EXCERTO DE TEXTO:
O Governo acaba de, na prática, propor o esvaziamento de grande parte das medidas de combate à precariedade que tinha acordado à sua Esquerda.

Há cerca de dois anos, o Governo encetou um processo de negociação de um Plano Nacional de Combate à Precariedade, tal como constava do acordo feito com o Bloco. No Grupo de Trabalho criado para o efeito foi possível, depois de um ano e meio de reuniões, chegar a acordo sobre um conjunto de propostas de combate aos contratos a prazo e a alguns princípios de limitação do trabalho temporário. Entretanto, foi-se tornando visível que, relativamente a outras matérias essenciais, como a reversão dos cortes feitos pelo PSD/CDS nas férias (de 25 para 22 dias), no valor das horas extra (cujo acréscimo remuneratório foi cortado para metade), no descanso compensatório por trabalho suplementar (eliminado pela Direita), nas compensações por despedimento (reduzidas a menos de metade do valor), o PS e o Governo não tinham vontade de mexer no legado da Direita. Também na contratação coletiva, a inércia e a manutenção do desequilíbrio de fundo atualmente existente (que resulta da possibilidade de os empregadores fazerem caducar unilateralmente uma convenção coletiva) pareciam ser a orientação do Governo.

Depois de um congresso em que o primeiro-ministro lançou um apelo para que o país se concentrasse no combate à precariedade e para que houvesse medidas de conciliação entre a vida pessoal e familiar e o trabalho, acaba de dar um sinal em sentido contrário

Em março, o Governo apresentou finalmente a sua proposta de alteração ao Código de Trabalho na concertação social. Ela incluía as medidas positivas negociadas para limitar os contratos a prazo e concretizava um princípio de limitação do trabalho temporário. Ao mesmo tempo que avançava no combate à precariedade, confirmava-se que, relativamente às outras matérias (horas extra, férias, despedimentos, contratação coletiva, turnos), o Governo era omisso e conservador: não queria mexer em nada de substancial do que tinha sido feito pela Direita.

INFORMAÇÃO FORNECIDA:
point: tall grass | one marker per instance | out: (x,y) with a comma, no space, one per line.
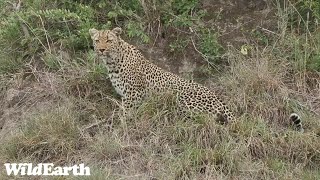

ENUNCIADO 1:
Copie do texto sobre o combate à precariedade o trecho que começa em "Depois de um congresso" e segue até "feito pela Direita.", sem lhe alterar nada.
ENUNCIADO 2:
Traduza para inglês esta frase do texto sobre o combate à precariedade: "Em março, o Governo apresentou finalmente a sua proposta de alteração ao Código de Trabalho na concertação social."

RESOLUÇÃO 1:
Depois de um congresso em que o primeiro-ministro lançou um apelo para que o país se concentrasse no combate à precariedade e para que houvesse medidas de conciliação entre a vida pessoal e familiar e o trabalho, acaba de dar um sinal em sentido contrário

Em março, o Governo apresentou finalmente a sua proposta de alteração ao Código de Trabalho na concertação social. Ela incluía as medidas positivas negociadas para limitar os contratos a prazo e concretizava um princípio de limitação do trabalho temporário. Ao mesmo tempo que avançava no combate à precariedade, confirmava-se que, relativamente às outras matérias (horas extra, férias, despedimentos, contratação coletiva, turnos), o Governo era omisso e conservador: não queria mexer em nada de substancial do que tinha sido feito pela Direita.

RESOLUÇÃO 2:
In March, the Government finally presented its proposal to amend the Labor Code in social concertation.